Source text
# my engine bay ...



## Mr yella (Aug 28, 2006)

after a clean with some megs products .


----------



## Dave KG (Feb 23, 2006)

Looking good mate. The user name all becomes clear now!


----------



## Mr yella (Aug 28, 2006)

hahaha , yea i use the same name on all my car clubs aswell....lol:lol:


----------



## myxa (Jan 16, 2006)

Very neat :thumb:


----------



## db_abz (Jan 19, 2006)

Very bling!


----------



## Forbez (Feb 8, 2006)

Very nice.


----------



## uberbmw (Jan 31, 2006)

super clean, nice one


----------



## nicholassheppard (Oct 27, 2005)

I love how you have hidden the wires etc. 

Very clean too


----------



## CK888 (Apr 23, 2006)

Impressive work:thumb:

Very tidy custom layout btw.


----------



## Nuclear Tom (Aug 21, 2006)

Absolutely stunning.

Not for sale is it?


----------



## Mr yella (Aug 28, 2006)

Nuclear Tom said:


> Absolutely stunning.
> 
> Not for sale is it?


Not really , but i spose everything has its price ...


----------



## toosmiles (May 5, 2007)

looks mint m8
what did u use on the stainless bits as ive got tons of it?


----------



## Ducky (Mar 19, 2007)

That is one clean engine bay! :thumb:


----------



## rst1990 (Apr 29, 2007)

very nice work :thumb:


----------



## AlanJaz (Feb 19, 2007)

Looking good!


----------



## GlynRS2 (Jan 21, 2006)

A lot of work has gone in there - a great job :thumb:


----------



## Rasher (Mar 6, 2006)

very nice mate


----------



## cheshiresport (Mar 2, 2007)

very nice indeed


----------



## Nam (Sep 13, 2006)

thats just stunning, great work


----------



## will-antirocks (Apr 24, 2007)

thats very shiney and yellow!!

looks well good


----------



## gsi2.1xe (Sep 26, 2006)

wow how mint is ur bay


----------



## P.M.V.Gavin (Feb 21, 2007)

the eyes the eyes i cant see too shiny


----------



## dominic84 (Jan 27, 2007)

Quality :thumb: I love yellow cars


----------



## bigsi (Dec 13, 2006)

nice and shiny under there


----------



## Silver (Aug 23, 2006)

Looks


----------



## westie (Mar 28, 2007)

lots of chrome looks unreal


----------



## Phil H (May 14, 2006)

Dataset extract
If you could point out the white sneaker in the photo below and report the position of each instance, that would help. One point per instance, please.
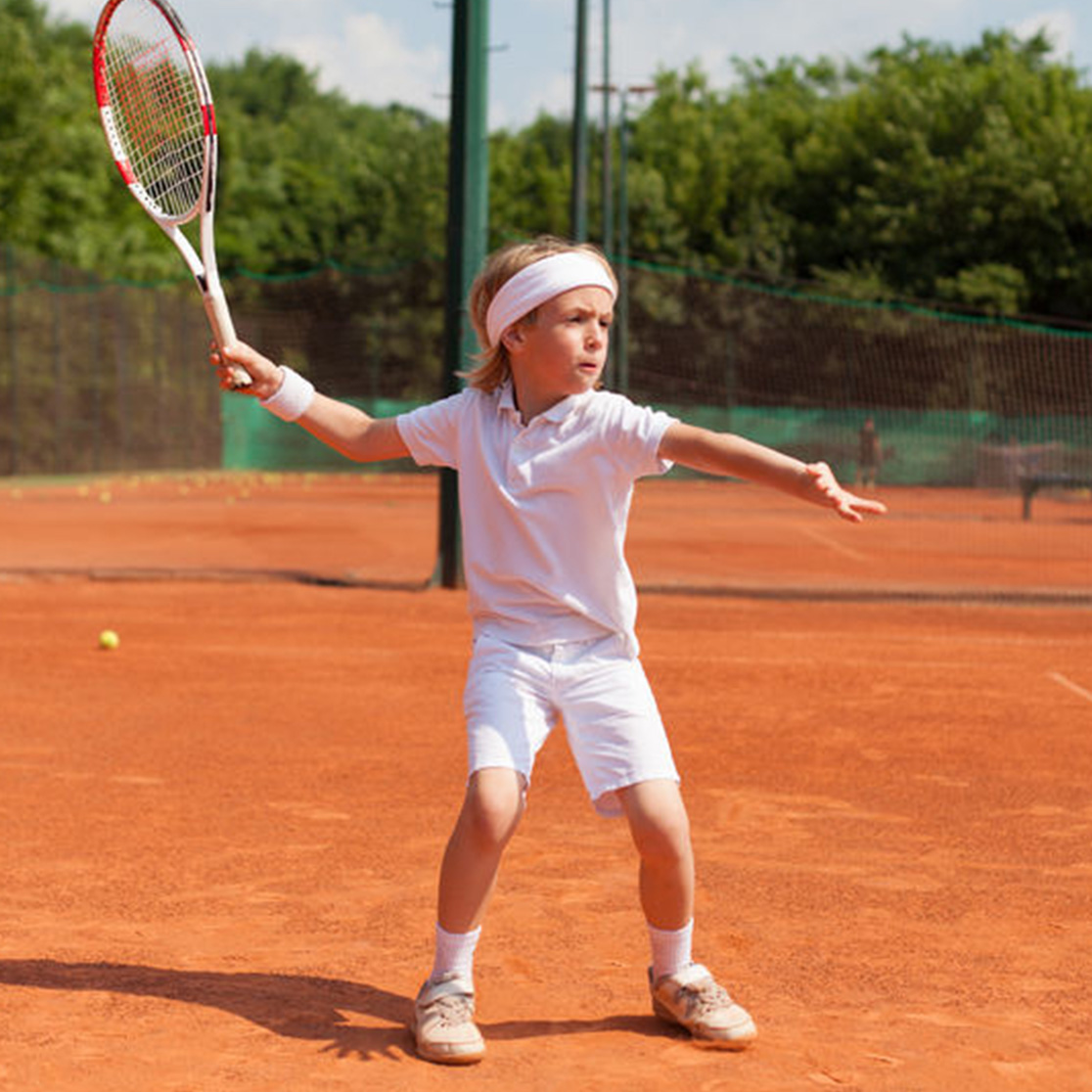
(443, 1023)
(693, 999)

Written instruction A
From the engine bay thread, list the usernames of everyone whose post is dated January 2006.
Written instruction B
Copy out the part of the engine bay thread from "Not really , but" up to and including "tons of it?", word for word.
Written instruction C
Continue the engine bay thread from its final line.

Task result A
myxa, db_abz, uberbmw, GlynRS2

Task result B
Not really , but i spose everything has its price ...


----------



## toosmiles (May 5, 2007)

looks mint m8
what did u use on the stainless bits as ive got tons of it?

Task result C
mmm shiny bits! awesome


----------



## Mr yella (Aug 28, 2006)

Cheers guys thanks for the replies ......:thumb:


----------



## Diablo636 (Feb 4, 2007)

that has got to be the cleanest and most uncluttered engine bay ive seen.
considering whats in there it looks so organised...and spotless...cracking job.


----------



## chron (Jun 1, 2007)

nice yella. take it your on the pgac too? seen your car on it before


----------



## Mr yella (Aug 28, 2006)

chron said:


> nice yella. take it your on the pgac too? seen your car on it before


I was on the pgac , but im not a member anymore .....


----------



## BMW^Z4 (May 15, 2007)

nice job


----------



## Bryman (Oct 1, 2006)

Dave KG said:


> The user name all becomes clear now!


lol

looks really good


----------



## stevo_b (Jun 26, 2007)

thats gorgeous, did u get the battery covers etc specially made? ive been trying to find a company to make some for my car..


----------



## Mr yella (Aug 28, 2006)

stevo_b said:


> thats gorgeous, did u get the battery covers etc specially made? ive been trying to find a company to make some for my car..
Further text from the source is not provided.